▶ Extracted material
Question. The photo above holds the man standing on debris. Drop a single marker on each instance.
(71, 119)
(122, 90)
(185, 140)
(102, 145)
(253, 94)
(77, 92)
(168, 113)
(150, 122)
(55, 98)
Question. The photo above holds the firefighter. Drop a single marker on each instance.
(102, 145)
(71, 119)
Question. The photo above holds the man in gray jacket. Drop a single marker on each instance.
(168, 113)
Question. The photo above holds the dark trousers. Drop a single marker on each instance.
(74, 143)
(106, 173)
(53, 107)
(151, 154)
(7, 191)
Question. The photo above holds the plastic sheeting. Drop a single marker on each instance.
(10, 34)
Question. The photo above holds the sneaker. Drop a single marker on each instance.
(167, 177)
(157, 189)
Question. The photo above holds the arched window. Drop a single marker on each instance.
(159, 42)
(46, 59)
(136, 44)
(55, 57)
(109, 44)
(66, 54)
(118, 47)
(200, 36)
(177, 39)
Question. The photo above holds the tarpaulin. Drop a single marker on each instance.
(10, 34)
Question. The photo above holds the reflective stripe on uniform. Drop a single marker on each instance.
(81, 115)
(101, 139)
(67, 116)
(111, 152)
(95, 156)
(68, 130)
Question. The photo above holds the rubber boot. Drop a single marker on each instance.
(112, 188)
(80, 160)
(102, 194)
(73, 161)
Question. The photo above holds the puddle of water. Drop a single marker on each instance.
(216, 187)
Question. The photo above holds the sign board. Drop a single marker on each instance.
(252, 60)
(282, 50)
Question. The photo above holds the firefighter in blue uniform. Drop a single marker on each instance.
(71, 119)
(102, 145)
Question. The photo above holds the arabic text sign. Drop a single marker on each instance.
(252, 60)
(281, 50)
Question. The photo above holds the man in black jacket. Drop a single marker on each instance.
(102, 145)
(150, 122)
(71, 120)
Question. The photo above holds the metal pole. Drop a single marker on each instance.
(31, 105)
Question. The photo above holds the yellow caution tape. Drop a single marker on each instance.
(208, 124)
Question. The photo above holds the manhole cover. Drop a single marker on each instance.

▶ Exercise requirements
Without changing a word, print all of the entries above.

▶ Response area
Question. The photo above holds the man standing on debris. Drop a single marker on each instance.
(71, 119)
(122, 90)
(185, 140)
(102, 145)
(253, 94)
(77, 92)
(168, 113)
(150, 122)
(55, 98)
Question. The photo above holds the firefighter. Drop a single marker on each instance.
(102, 145)
(71, 119)
Question. The photo above holds the man in gray jacket. Drop a single marker on each instance.
(168, 113)
Question. The photo above holds the dark trousers. Drop a single marker on each instance.
(74, 143)
(106, 173)
(53, 107)
(151, 154)
(7, 191)
Question. The photo above holds the plastic sheeting. Drop a single marker on each instance.
(10, 34)
Question. The photo above holds the sneaker. Drop a single marker on each instance.
(167, 177)
(157, 189)
Question. The photo above holds the arched window. Drop a single marker on each instance.
(159, 42)
(46, 59)
(136, 44)
(55, 57)
(109, 44)
(66, 54)
(118, 47)
(200, 36)
(177, 39)
Question. The photo above holds the tarpaulin. Drop a single marker on each instance.
(10, 34)
Question. The photo above holds the reflective stripe on uniform. Drop a single marker on each instance.
(81, 115)
(101, 139)
(67, 116)
(111, 152)
(95, 156)
(68, 130)
Question. The photo above holds the rubber boot. Drop a single marker on each instance.
(112, 188)
(80, 160)
(102, 194)
(73, 161)
Question. The photo above holds the puddle of water. Drop a single marker on each instance.
(216, 187)
Question. The photo above holds the sign board. Drop a single marker on each instance.
(252, 60)
(282, 50)
Question. The photo above holds the firefighter in blue uniform. Drop a single marker on each instance.
(71, 119)
(102, 145)
Question. The photo above holds the arabic text sign. Drop a single marker on each instance.
(252, 60)
(281, 50)
Question. The photo above holds the man in black jacket. Drop a single marker on each instance.
(102, 145)
(150, 122)
(71, 120)
Question. The photo above holds the metal pole. Drop a single marker on each instance.
(31, 105)
Question. The photo above holds the yellow caution tape. Drop a single marker on each instance.
(208, 124)
Question. The photo above holds the manhole cover. Drop a single marker on each instance.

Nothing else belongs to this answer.